–13 years after ApoA-1 Milano sparked excitement the novel HDL therapy appears to be dead.
After 13 years and despite the efforts of 3 separate companies, the novel cholesterol therapy known as ApoA-1 Milano appears to be dead.
On Monday afternoon the Medicines Company announced that it had discontinued development of the drug and would instead focus its efforts on another cardiovascular drug, a PCSK9 synthesis inhibitor (PCSK9si).
ApoA-1 Milano became the subject of intense interest in 2003 when a study in JAMA by Nissen et al found that the naturally occurring variant of the ApoA-1 HDL apolipoprotein caused a significant regression of atherosclerosis as measured by IVUS. The company that was developing ApoA-1 Milano, Esperion Therapeutics, was subsequently acquired by Pfizer. But Pfizer placed a big bet on its CETP inhibitor, torcetrapib, and appeared to neglect ApoA-1 Milano. After the spectacular failure of torcetrapib Pfizer sharply curtailed its cardiovascular research. In 2009 the Medicines Company acquired the worldwide rights to ApoA-1 Milano from Pfizer. The Medicines Company then developed a compound, MDCO-216, which was designed to induce cholesterol efflux and thereby enhance reverse cholesterol transport.
In its announcement the Medicines Company said that top-line efficacy data from the MILANO-PILOT trial “provide insufficient basis for further investment by the Company.” The full results of the 126 patient trial will be presented by Stephen Nicholls at a Late-Breaking Clinical Trial Session at the American Heart Association meeting in New Orleans next week. The intravascular ultrasound (IVUS) study “did not show drug effects on intracoronary atherosclerotic plaque sufficient to warrant further development,” the company reported. But the compound’s safety profile, according to the company “was excellent.”
“We deliberately focused our initial development investment in MDCO-216 on clinical proof of concept. Unfortunately, the efficacy data from MILANO-PILOT do not support a prudent decision to make the significant, near-term investment required to move MDCO-216 forward,” said Clive Meanwell, CEO of The Medicines Company.
The shift in focus toward the company’s PCSK9si compound follows the Medicines Company’s announcement in October of positive findings from its Orion-1 study. Preliminary results from this phase 2 trial of the drug will be presented at the same late-breaking session on November 15 at the American Heart Association meeting. The company said the results demonstrate “significant and durable LDL-C reduction” and support a triannual and perhaps even a biannual dosing regimen.
———
(TASK DIRECTIONS)
According to the report on ApoA-1 Milano, in what year did the Medicines Company acquire the worldwide rights to the drug from Pfizer?

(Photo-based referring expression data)
———
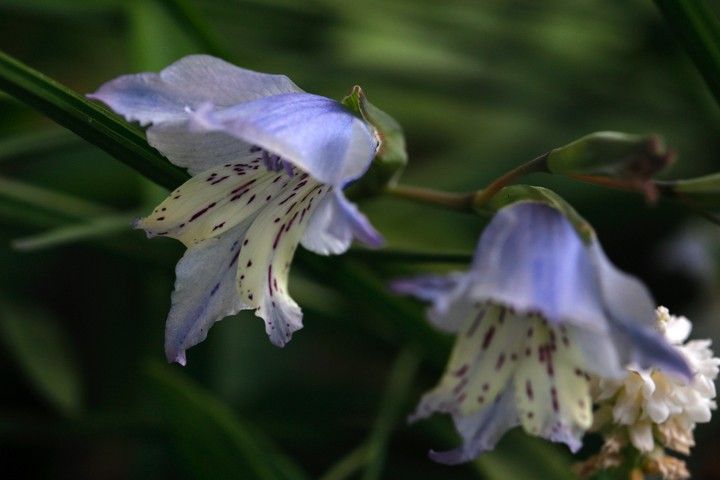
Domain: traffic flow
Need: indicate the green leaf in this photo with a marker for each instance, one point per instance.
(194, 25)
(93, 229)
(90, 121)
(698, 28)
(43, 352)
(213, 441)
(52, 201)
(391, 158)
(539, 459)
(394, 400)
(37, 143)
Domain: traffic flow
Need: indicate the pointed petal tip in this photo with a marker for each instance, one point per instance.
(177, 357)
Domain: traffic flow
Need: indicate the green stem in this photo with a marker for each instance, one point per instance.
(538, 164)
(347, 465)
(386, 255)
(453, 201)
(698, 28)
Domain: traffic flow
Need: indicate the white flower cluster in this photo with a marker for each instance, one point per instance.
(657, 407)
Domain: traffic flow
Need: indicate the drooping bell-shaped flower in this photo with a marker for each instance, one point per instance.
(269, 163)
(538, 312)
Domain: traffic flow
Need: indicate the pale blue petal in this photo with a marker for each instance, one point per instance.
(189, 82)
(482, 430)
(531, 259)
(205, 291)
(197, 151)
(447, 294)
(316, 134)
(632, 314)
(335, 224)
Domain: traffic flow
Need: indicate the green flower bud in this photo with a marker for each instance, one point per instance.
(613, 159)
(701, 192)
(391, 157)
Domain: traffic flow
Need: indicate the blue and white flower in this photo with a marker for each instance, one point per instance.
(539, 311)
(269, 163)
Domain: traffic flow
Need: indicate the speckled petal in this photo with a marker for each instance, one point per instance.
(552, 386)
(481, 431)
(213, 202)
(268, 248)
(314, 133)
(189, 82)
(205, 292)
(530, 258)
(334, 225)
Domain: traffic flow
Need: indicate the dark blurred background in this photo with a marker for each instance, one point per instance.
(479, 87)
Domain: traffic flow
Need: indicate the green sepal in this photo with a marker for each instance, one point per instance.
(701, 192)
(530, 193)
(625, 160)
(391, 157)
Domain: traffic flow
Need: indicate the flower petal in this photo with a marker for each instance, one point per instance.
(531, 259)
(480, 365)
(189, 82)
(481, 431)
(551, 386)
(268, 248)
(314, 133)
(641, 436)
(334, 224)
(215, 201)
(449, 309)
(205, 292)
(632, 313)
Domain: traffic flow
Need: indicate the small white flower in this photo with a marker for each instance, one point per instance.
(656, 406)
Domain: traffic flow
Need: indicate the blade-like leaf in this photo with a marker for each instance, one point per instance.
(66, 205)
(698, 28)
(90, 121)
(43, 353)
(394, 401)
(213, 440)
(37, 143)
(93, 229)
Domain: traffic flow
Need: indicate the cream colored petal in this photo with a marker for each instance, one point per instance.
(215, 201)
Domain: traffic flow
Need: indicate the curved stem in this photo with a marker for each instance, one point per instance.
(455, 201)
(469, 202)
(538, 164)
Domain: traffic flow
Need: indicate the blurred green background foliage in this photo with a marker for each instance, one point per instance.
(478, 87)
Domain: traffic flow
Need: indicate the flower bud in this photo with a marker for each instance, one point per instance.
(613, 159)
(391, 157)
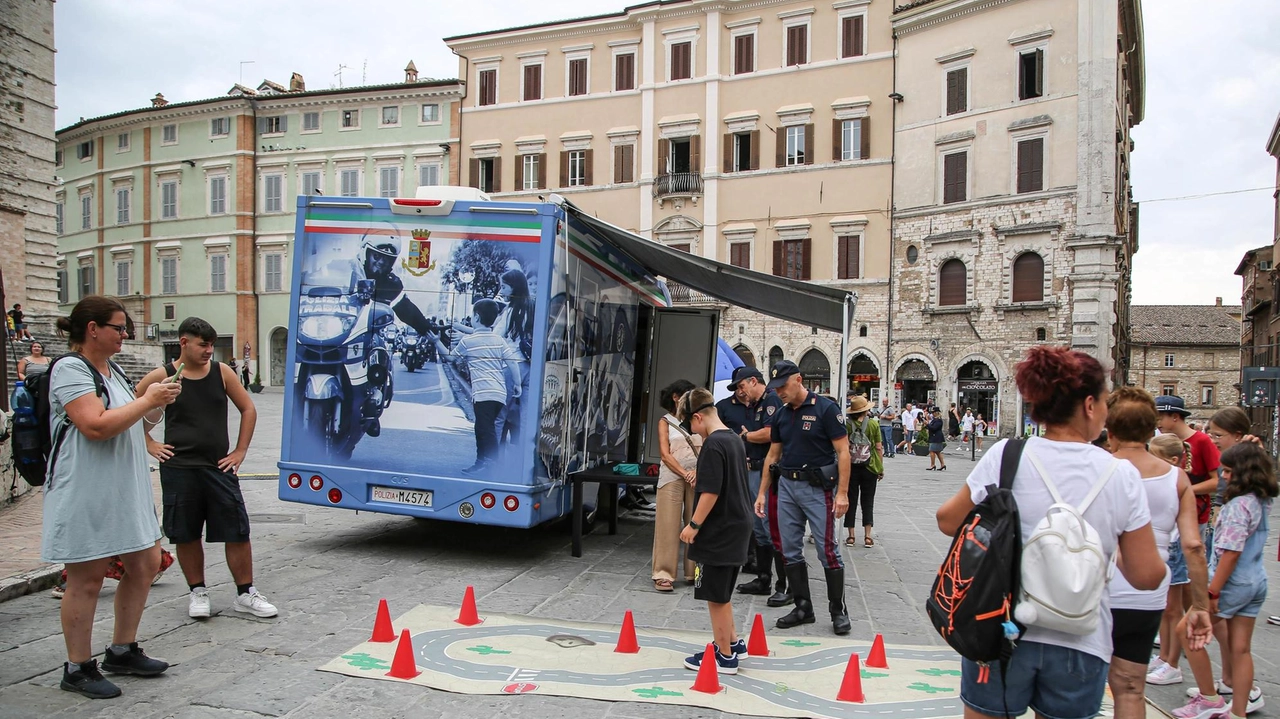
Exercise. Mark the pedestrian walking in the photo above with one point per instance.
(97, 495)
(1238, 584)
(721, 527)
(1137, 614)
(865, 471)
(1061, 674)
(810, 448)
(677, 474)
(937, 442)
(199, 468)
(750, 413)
———
(RESPONSE TO THE EXERCISE)
2009